§ **Record excerpts**:
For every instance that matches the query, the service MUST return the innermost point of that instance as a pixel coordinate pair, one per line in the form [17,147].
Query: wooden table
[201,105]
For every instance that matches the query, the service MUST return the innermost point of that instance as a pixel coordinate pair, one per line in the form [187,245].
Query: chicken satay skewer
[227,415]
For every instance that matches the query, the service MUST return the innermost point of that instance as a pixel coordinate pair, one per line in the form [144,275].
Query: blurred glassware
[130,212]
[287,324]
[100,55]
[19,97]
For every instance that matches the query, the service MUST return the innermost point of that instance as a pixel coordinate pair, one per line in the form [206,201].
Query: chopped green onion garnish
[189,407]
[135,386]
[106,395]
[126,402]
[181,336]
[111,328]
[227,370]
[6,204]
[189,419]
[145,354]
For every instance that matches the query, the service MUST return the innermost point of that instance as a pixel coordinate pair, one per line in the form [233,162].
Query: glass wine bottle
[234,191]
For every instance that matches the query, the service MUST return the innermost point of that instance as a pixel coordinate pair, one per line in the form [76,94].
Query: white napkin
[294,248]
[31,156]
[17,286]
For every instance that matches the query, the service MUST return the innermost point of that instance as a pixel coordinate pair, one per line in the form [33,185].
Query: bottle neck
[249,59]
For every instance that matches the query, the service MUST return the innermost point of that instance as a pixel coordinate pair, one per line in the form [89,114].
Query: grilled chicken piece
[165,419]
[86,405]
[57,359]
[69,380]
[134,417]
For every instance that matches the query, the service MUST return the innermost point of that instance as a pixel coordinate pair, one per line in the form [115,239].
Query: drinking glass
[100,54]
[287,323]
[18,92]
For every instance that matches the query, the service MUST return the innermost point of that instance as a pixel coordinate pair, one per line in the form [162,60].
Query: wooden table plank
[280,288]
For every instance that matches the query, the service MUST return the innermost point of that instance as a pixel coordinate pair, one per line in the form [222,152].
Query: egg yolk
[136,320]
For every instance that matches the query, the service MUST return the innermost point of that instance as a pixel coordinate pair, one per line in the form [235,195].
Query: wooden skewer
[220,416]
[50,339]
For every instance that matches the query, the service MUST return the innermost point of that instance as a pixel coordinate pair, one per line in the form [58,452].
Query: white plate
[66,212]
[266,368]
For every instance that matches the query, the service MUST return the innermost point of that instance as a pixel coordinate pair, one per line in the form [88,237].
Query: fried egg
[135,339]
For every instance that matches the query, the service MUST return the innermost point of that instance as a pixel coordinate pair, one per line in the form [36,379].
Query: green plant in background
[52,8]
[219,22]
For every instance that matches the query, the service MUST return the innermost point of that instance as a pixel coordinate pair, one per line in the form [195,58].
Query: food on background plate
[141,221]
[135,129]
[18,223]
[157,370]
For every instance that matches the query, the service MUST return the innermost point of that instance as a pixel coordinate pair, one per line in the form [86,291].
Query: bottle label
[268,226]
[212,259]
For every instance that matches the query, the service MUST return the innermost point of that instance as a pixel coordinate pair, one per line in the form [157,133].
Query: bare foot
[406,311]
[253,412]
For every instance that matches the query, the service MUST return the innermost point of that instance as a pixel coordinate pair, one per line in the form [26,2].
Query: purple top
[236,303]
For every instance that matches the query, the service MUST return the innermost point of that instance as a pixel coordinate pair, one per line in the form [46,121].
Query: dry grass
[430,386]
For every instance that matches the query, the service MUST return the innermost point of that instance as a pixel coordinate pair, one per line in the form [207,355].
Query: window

§ **What the exercise asks**: Transcribe the data above in full, keeping every word as it is.

§ **Solution to the exercise**:
For every instance that matches the query, the service MUST return the innermost point of that instance as a pixel coordinate pair, one per line in the form [17,147].
Query: wooden table
[201,105]
For every instance that matches the query, the service MUST return the innermost point of that instance as a pixel coordinate pair, one per line in the form [187,245].
Query: chicken satay skewer
[227,415]
For every instance that matches the query, the service MUST return the innermost point of that instance as a pixel coordinate pair, one per line in the form [144,275].
Query: blurred glassware
[130,212]
[287,324]
[100,55]
[19,97]
For every instance that matches the query, the service MUST return the innermost point of that instance as a pixel coordinate pair, one per line in the form [206,201].
Query: chopped green onion garnish
[189,407]
[135,386]
[106,395]
[126,402]
[181,336]
[111,328]
[227,370]
[6,204]
[189,419]
[145,354]
For every instance that matches the query, the service MUST return the innermost point of that instance as a pixel coordinate pair, one per line in the form [233,162].
Query: glass wine bottle
[234,191]
For every instance that matches the query, the service MUST return the innermost point of that instance as a pixel coordinate pair, one per line in the form [76,94].
Query: white napkin
[294,248]
[31,156]
[17,286]
For every instance that matches the query, the service MUST return the innermost point of that instance as a pixel coordinate pair, one per line in the form [33,185].
Query: bottle neck
[249,59]
For every instance that matches the query, the service MUST return the innermost point of that instance as a pixel coordinate pair, one per line in the form [89,114].
Query: grilled chicken piece
[165,419]
[86,405]
[57,359]
[69,380]
[134,417]
For every instance that matches the query, the service MUST return the innermost point of that instance as a pixel coordinate pair, one per line in the form [115,239].
Query: drinking glass
[100,54]
[287,323]
[18,92]
For every instance that matches the query, the service MUST return the innermost point of that instance as a pixel coordinate pair, one per line in the form [162,60].
Query: wooden table plank
[280,288]
For every instance that matches the query, the service MUST return the innermost point of that instance as a pixel coordinate pair, one per line in the form [222,152].
Query: egg yolk
[136,320]
For every instance that matches the query, the service MUST return the innermost point of that instance as a pixel coordinate pair, one per line in the form [235,195].
Query: wooden skewer
[220,416]
[50,339]
For every instance that matches the query, the service MUST return the innermost point of that instance as a pixel coordinate pair, one per line in the form [58,452].
Query: white plate
[66,212]
[266,368]
For every instance that matches the query, the service MUST return the innermost point of that instance as a pixel coordinate pair, one per line in the form [88,237].
Query: fried egg
[135,339]
For every instance that matches the query, the service MUST return the innermost point of that instance as a pixel coordinate pair, one per line in the form [36,379].
Query: green plant in background
[52,8]
[219,22]
For every instance that matches the query, the service MUST return the innermost point of that instance as a pixel coordinate pair, one per line in the form [195,58].
Query: food on background plate
[141,221]
[135,129]
[18,223]
[157,370]
For every instance that matches the query, the service MUST return the innermost point of that instance as a pixel coordinate pair, one per line in the form [86,291].
Query: bottle label
[268,226]
[212,259]
For every instance that matches the query, the service MUST return the innermost point of that instance as a pixel coordinate pair, one per line in the form [157,133].
Query: bare foot
[406,311]
[253,412]
For every instance that matches the query, the service MUST return the innermost point of that instance as a pixel coordinate pair, one per line in the form [26,2].
Query: purple top
[236,303]
For every instance that matches the query, the service MUST return the innermost point of that instance as a pixel coordinate pair, one per line in the form [46,121].
Query: dry grass
[430,386]
For every instance that matches the query, the service MUST return the innermost point of that instance as a pixel coordinate pair, one per line in the form [207,355].
Query: window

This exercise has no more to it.